• WHAT YOU WILL DO: Repeat each record exactly as written, and drop any images.

• DATA TO USE:
## BEGIN

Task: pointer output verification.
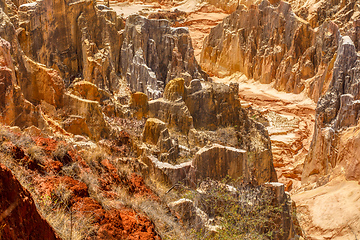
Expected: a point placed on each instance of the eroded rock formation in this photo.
(337, 120)
(19, 217)
(194, 117)
(153, 53)
(269, 43)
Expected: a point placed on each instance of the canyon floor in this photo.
(105, 137)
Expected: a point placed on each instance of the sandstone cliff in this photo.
(336, 125)
(19, 217)
(205, 118)
(272, 44)
(153, 53)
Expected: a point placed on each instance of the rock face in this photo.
(19, 217)
(199, 115)
(337, 117)
(153, 53)
(269, 43)
(218, 162)
(74, 47)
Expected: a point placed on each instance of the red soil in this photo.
(19, 218)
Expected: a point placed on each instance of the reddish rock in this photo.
(19, 218)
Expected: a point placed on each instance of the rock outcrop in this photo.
(207, 116)
(73, 48)
(153, 53)
(213, 199)
(337, 116)
(19, 217)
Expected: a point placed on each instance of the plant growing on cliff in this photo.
(242, 211)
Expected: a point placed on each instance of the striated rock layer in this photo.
(271, 44)
(337, 114)
(205, 118)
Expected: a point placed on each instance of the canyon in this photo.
(179, 119)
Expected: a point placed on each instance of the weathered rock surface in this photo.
(196, 116)
(74, 47)
(153, 53)
(336, 116)
(330, 211)
(269, 43)
(19, 217)
(91, 112)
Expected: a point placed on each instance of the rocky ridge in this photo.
(298, 56)
(72, 95)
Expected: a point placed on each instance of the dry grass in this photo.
(55, 208)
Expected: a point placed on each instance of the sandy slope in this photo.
(291, 118)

## END

• RESULT OF THE EXERCISE:
Task: pointer output verification.
Expected: a point placed on each instance of the eroded rock formation in this photo.
(337, 120)
(19, 217)
(194, 117)
(153, 53)
(269, 43)
Expected: a point placed on each instance of the canyon floor in this photo.
(105, 137)
Expected: a point placed on each instance of the sandstone cliff in this photo.
(336, 125)
(19, 217)
(205, 118)
(272, 44)
(153, 53)
Expected: a point placed on each instance of the rock face in this photo.
(19, 217)
(199, 115)
(337, 117)
(153, 53)
(269, 43)
(218, 162)
(74, 47)
Expected: a point placed on each instance of the red soil in this photo.
(19, 218)
Expected: a point placed on each instance of the reddish rock in this photo.
(19, 218)
Expected: a point placed on each instance of the rock outcrop in this photo.
(207, 116)
(73, 48)
(153, 53)
(213, 199)
(337, 116)
(19, 217)
Expected: a point placed on each instance of the plant growing on cliff in this photo.
(242, 211)
Expected: a point placed on each instance of the striated rock layer in this photo.
(271, 44)
(337, 114)
(205, 118)
Expected: a point placed on each instance of the canyon in this photo.
(179, 119)
Expected: a point placed on each instance of the weathered rock surface in this photo.
(196, 116)
(74, 47)
(153, 53)
(336, 116)
(330, 211)
(269, 43)
(19, 217)
(91, 112)
Expected: a point placed on each instance of the rocky ridge in this photo.
(298, 56)
(72, 95)
Expected: a point placed on each instance of the dry grass in this photo.
(55, 208)
Expected: a point placed on each instance of the sandy slope in this photo.
(291, 118)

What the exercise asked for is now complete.